● **CONSIGNE A**
Recopiez à l'identique le passage de l'extrait sur l'architecture et l'espace juif qui commence à « En ce moment, je » et se termine à « d’une façon atypique. ».
● **CONSIGNE B**
Dans l'extrait sur l'architecture et l'espace juif, sur quel centre portait le travail au moment où s'est posé le problème juridique de droit de vue ?

● **EXTRAIT**
◇ ◇ ◇ ◇

Les rabbins ont beaucoup écrit sur la question de la lumière au sein de la souka. C’est étonnant, on pense l’intérieur en fonction de sa capacité à laisser pénétrer une certaine quantité de lumière pour pouvoir voir les étoiles de nuit. Ni trop ni trop peu, mais il importe que l’extérieur (la lumière) pénètre à l’intérieur. 

Un jour, lorsque je travaillais sur le centre Le Millénaire à Aubervilliers, nous avons eu un problème juridique qui aurait pu retarder de beaucoup le permis de construire. L’un des murs que j’avais dessiné sur les plans posait un problème légal de droit de vue. Nous étions coincés et j’avais peu de temps pour trouver une solution. Alors, je me suis souvenu d’un passage du Talmud, dans ce fameux traité Souka, qui se demande si un toit qui descend jusqu’au sol peut être considéré comme un mur ou si un mur courbe peut être considéré comme un toit... Et j’ai transformé le mur qui était vertical sur les plans en un mur courbe et donc, en fait… un toit. Et le projet est passé !

 

Vos réflexions sur l’espace juif influencent donc votre travail d’architecte ?

Bien entendu ! Je suis un peu à part parmi les architectes car je m’intéresse plus au vide qu’au plein. Le vide tient tout ! Je travaille sur l’espace public (que le droit considère comme inaliénable), j’aime les « choses impures » et le « bricolage » qui tient compte de l’environnement, à l’heure où fleurissent des lieux aseptisés qui se ressemblent tous. Je m’intéresse à ce qui relie, plus qu’à ce qui sépare, d’une autre façon que l’ingénieur et architecte Marc Mimram qui construit des ponts et des passerelles.

En ce moment, je travaille sur un projet concernant…la terre. Oui, c’est surprenant pour un architecte mais j’envisage, sur un cercle de 30 kilomètres de rayon autour de Paris, de réaliser des belvédères originaux utilisant la terre en question pour créer une œuvre de land artmétropolitain. Vous voyez, je reste un architecte juif abordant l’espace d’une façon atypique. 

 

La mézouza et le érouv(clôture permettant de transporter des objets durant le chabbat, ce qui n’est permis que dans un espace privé) régissent le passage entre le domaine public et le domaine privé. Que nous apprennent ces rites ?

◇ ◇ ◇ ◇

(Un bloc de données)
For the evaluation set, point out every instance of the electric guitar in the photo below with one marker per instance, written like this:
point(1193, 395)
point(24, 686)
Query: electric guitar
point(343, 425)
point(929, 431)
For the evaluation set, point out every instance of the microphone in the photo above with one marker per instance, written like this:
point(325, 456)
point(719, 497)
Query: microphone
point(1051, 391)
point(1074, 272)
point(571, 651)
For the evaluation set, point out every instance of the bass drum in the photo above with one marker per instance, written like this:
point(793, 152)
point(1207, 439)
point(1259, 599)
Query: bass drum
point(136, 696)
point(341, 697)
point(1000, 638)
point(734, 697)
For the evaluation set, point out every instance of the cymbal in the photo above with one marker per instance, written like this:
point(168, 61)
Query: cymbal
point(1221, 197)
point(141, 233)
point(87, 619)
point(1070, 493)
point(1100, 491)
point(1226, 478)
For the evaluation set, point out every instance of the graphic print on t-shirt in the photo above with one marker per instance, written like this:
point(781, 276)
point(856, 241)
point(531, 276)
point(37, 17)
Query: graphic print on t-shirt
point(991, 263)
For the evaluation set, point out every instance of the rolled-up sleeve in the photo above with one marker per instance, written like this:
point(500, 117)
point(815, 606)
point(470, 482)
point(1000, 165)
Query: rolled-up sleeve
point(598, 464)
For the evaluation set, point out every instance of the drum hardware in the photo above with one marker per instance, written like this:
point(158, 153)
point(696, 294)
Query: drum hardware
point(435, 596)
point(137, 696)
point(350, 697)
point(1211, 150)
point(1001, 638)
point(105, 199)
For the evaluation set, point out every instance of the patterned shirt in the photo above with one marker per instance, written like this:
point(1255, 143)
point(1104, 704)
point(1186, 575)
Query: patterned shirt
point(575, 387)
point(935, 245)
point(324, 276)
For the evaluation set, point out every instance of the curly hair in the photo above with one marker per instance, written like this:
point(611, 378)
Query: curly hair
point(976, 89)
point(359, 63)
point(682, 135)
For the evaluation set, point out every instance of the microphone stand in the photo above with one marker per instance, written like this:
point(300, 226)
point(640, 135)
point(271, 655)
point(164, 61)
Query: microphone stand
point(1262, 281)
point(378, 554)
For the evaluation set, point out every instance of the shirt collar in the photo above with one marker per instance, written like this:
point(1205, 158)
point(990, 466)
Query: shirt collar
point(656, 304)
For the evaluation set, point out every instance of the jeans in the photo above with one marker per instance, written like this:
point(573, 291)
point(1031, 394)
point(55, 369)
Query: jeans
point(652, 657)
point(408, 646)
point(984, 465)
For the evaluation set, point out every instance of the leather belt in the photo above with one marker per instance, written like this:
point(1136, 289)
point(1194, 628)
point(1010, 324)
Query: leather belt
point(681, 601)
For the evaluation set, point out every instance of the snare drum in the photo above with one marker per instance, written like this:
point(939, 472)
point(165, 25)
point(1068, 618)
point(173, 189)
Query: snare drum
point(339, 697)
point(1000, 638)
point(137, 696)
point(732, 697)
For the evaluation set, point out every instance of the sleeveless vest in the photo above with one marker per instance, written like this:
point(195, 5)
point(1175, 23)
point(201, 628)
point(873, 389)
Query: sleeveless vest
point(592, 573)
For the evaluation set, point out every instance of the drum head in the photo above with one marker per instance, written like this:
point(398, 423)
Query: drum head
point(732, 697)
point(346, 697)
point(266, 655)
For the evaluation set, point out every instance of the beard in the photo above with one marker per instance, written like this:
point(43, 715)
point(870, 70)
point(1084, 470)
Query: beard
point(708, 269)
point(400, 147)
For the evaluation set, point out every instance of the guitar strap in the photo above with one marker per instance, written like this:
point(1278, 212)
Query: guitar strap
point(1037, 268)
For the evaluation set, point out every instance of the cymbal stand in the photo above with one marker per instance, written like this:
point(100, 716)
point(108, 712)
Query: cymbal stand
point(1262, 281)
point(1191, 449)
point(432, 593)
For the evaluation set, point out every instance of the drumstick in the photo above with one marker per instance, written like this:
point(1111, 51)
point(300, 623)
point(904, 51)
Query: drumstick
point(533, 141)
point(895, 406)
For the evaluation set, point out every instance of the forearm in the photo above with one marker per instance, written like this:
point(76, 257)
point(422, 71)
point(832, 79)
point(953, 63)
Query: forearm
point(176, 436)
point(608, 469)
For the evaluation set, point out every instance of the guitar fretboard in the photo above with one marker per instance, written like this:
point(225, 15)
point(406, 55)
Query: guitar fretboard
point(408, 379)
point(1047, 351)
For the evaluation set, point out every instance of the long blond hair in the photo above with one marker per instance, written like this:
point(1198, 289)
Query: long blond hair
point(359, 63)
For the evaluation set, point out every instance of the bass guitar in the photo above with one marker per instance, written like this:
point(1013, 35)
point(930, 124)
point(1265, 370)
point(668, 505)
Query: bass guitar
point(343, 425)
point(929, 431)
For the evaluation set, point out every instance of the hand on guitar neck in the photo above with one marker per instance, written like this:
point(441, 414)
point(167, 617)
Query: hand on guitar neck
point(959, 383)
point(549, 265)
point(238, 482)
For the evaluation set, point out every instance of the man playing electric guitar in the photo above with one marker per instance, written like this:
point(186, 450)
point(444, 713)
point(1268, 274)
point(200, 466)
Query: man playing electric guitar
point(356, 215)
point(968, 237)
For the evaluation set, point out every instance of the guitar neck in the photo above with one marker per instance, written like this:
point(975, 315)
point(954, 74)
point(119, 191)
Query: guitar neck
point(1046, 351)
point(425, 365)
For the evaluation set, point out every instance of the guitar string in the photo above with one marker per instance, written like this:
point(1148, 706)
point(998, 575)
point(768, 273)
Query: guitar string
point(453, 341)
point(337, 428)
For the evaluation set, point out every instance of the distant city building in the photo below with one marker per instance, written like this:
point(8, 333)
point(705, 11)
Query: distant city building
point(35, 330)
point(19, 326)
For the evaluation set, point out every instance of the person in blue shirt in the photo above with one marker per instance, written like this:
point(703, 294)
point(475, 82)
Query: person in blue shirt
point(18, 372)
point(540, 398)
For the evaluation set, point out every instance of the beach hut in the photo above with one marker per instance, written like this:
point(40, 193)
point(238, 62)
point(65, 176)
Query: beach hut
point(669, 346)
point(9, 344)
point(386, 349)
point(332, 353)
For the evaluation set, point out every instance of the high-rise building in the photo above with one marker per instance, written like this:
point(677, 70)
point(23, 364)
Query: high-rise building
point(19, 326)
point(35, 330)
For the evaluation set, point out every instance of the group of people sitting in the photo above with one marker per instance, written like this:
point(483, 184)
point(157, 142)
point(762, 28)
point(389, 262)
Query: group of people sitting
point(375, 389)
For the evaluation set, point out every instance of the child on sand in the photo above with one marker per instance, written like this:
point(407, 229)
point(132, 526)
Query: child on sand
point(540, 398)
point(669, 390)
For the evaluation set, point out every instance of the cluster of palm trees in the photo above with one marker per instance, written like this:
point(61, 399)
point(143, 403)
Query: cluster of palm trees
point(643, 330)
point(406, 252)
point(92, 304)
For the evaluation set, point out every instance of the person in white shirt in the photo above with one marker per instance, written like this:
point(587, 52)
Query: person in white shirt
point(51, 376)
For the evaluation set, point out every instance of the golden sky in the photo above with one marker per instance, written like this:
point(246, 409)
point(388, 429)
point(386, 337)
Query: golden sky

◇ ◇ ◇ ◇

● **RÉPONSE A**
En ce moment, je travaille sur un projet concernant…la terre. Oui, c’est surprenant pour un architecte mais j’envisage, sur un cercle de 30 kilomètres de rayon autour de Paris, de réaliser des belvédères originaux utilisant la terre en question pour créer une œuvre de land artmétropolitain. Vous voyez, je reste un architecte juif abordant l’espace d’une façon atypique.

● **RÉPONSE B**
Le centre Le Millénaire, à Aubervilliers.